# What to do
- 1) Copy the stretch from "A growing number of military" through "marijuana reform legislation." in the article on the veterans medical marijuana bill, word for word.
- 2) Pick up the article on the veterans medical marijuana bill after its final sentence and keep writing.

# Text excerpt
Two Democratic U.S. senators filed legislation on Wednesday that would effectively legalize medical marijuana for military veterans and let government doctors help them access it.
Under the Veterans Medical Marijuana Safe Harbor Act, Department of Veterans Affairs (VA) physicians would be empowered to issue medical cannabis recommendations in accordance with the laws of a growing number of states.
The legislation, sponsored by Sens. Bill Nelson (D-FL) and Brian Schatz (D-HI), also makes it legal under federal law for military veterans to “use, possess, or transport medical marijuana in accordance with the laws of the State in which the use, possession, or transport occurs.”
And it requires VA to conduct studies on “the effects of medical marijuana on veterans in pain” and “the relationship between treatment programs involving medical marijuana that are approved by States, the access of veterans to such programs, and a reduction in opioid abuse among veterans.” The bill allocates $15 million for the research.
“Marijuana and its compounds show promise for treating a wide-range of diseases and disorders, including pain management,” the legislation’s findings section reads. “Medical marijuana in States where it is legal may serve as a less harmful alternative to opioids in treating veterans.”
The protections for physicians and veterans would sunset after a period of five years.
Legalization advocates praised the new proposal.
“The Veterans Medical Marijuana Safe Harbor Act would provide crucial medical and civil protections for the men and women who put their lives on the line to serve this country,” said Justin Strekal, political director for NORML. “It is unconscionable that these brave individuals who protect our nation’s freedoms would be treated as criminals when they return home just for treating their medical ailments with a safe and effective option.”
A growing number of military veterans use medical cannabis to treat PTSD, chronic pain and other mental and physical war wounds.
Schatz has been consistently outspoken in support of marijuana law reform. He has also signed onto several cannabis bills and pressed federal officials on the issue during Senate hearings.
But Nelson, who is facing a tough reelection fight this year, has never before cosponsored marijuana reform legislation.
Voters in his home state of Florida overwhelmingly approved a medical cannabis ballot measure in 2016, but its implementation has been slow and restrictive under the administration of Gov. Rick Scott (R), who is now challenging Nelson for the Senate seat.

# Data shown

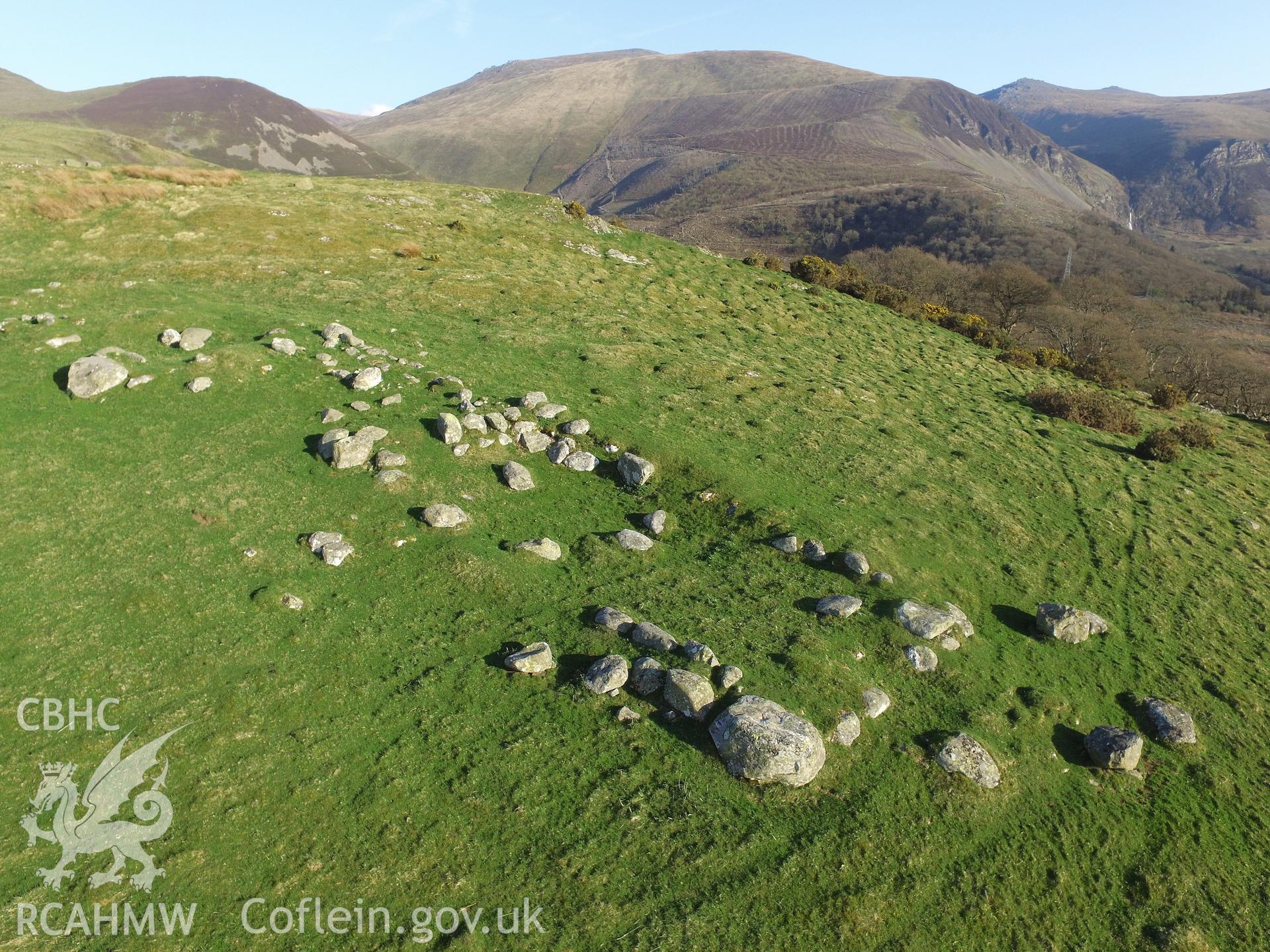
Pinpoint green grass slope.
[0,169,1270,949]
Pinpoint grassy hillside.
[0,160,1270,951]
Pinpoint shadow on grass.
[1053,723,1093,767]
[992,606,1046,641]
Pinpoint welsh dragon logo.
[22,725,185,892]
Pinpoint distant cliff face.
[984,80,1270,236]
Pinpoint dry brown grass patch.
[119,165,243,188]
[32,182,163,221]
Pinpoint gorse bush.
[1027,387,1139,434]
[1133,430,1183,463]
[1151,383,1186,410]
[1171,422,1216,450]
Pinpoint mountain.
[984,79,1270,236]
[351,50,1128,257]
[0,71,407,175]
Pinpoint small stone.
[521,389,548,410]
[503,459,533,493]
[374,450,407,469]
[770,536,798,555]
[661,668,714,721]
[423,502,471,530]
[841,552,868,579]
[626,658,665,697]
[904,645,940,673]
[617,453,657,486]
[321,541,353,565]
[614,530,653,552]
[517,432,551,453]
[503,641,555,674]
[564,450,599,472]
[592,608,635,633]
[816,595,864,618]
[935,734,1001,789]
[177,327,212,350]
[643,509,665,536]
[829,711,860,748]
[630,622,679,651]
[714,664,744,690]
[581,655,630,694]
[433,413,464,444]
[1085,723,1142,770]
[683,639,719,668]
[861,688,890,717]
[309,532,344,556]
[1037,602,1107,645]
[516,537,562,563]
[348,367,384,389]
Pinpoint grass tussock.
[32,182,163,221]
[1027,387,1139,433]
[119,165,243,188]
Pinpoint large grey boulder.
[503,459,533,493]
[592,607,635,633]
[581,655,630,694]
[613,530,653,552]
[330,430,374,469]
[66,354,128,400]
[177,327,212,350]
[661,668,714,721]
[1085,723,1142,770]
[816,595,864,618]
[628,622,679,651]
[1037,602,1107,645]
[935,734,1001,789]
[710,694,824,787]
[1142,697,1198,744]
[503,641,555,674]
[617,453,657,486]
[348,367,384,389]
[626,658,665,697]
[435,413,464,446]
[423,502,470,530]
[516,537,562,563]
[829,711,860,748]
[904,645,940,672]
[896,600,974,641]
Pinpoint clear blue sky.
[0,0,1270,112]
--
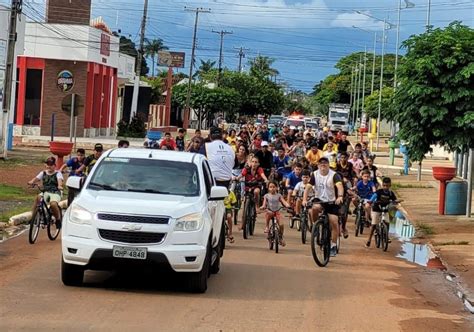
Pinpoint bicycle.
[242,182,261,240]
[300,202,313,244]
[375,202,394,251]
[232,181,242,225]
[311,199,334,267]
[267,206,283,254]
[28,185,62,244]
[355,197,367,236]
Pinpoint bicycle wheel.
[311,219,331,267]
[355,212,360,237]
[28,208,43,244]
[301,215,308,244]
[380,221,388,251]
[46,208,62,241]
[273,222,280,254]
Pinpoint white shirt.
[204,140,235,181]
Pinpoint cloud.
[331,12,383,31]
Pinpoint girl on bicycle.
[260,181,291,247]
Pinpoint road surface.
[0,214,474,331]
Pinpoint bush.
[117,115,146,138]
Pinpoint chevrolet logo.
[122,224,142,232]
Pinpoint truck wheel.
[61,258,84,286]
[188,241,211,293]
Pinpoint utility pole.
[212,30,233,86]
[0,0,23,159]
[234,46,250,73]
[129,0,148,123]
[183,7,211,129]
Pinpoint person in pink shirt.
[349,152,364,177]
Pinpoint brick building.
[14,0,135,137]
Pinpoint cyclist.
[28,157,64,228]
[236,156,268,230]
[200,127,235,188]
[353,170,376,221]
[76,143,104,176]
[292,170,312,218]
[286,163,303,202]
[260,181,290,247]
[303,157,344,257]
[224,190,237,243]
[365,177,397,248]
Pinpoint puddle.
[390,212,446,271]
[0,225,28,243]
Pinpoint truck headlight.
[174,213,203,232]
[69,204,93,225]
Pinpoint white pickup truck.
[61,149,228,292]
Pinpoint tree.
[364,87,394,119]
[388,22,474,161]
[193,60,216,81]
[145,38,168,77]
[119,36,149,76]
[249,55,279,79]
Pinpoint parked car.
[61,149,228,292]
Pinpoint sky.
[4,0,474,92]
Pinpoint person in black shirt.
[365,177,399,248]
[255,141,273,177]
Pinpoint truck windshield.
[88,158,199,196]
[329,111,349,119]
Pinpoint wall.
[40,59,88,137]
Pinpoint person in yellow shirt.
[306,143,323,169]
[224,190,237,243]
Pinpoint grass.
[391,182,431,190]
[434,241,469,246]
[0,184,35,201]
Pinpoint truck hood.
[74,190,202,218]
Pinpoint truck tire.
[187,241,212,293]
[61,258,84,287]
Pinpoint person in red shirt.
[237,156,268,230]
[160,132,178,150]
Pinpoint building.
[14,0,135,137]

# Results
- 1)
A growing number of military veterans use medical cannabis to treat PTSD, chronic pain and other mental and physical war wounds.
Schatz has been consistently outspoken in support of marijuana law reform. He has also signed onto several cannabis bills and pressed federal officials on the issue during Senate hearings.
But Nelson, who is facing a tough reelection fight this year, has never before cosponsored marijuana reform legislation.

- 2)
“Federal law prohibits VA doctors from prescribing or recommending medical marijuana to veterans,” Nelson said in a press release. “This legislation will allow veterans in Florida and elsewhere the same access to legitimately prescribed medication, just as any other patient in those 31 states would have.”
“It’s hard to overstate how big a deal it is that Sen. Nelson is stepping up and actually introducing a medical marijuana bill,” Ben Pollara, a Democratic strategist who’s worked on Nelson’s past campaigns and who ran Florida’s 2014 and 2016 medical cannabis ballot initiative campaigns, said in an interview. “A combination of overwhelming popular support and Rick Scott’s horrific record on medical marijuana as governor have made this an extraordinarily potent issue in U.S. Senate race. The result is a moderate senator with no previous history as even a cosponsor of cannabis legislation is now putting himself front and center.”
The House and Senate have each on several occasions approved amendments to let VA doctors recommend medical cannabis, but they have never been enacted into law.
Earlier this year, a more limited bill to encourage VA to research the potential benefits of medical marijuana for veterans became the first-ever standalone cannabis bill to be approved by a congressional committee.
“Historically, veteran and military communities have long been at the forefront of American social change, catalyzing the widespread acceptance of evolving cultural norms and perceptions surrounding racial, gender, and sexual equality,” Strekal, of NORML, said. “The therapeutic use of cannabis by veterans follows this trend and members of Congress should follow their lead and pass the Veterans Medical Marijuana Safe Harbor Act.”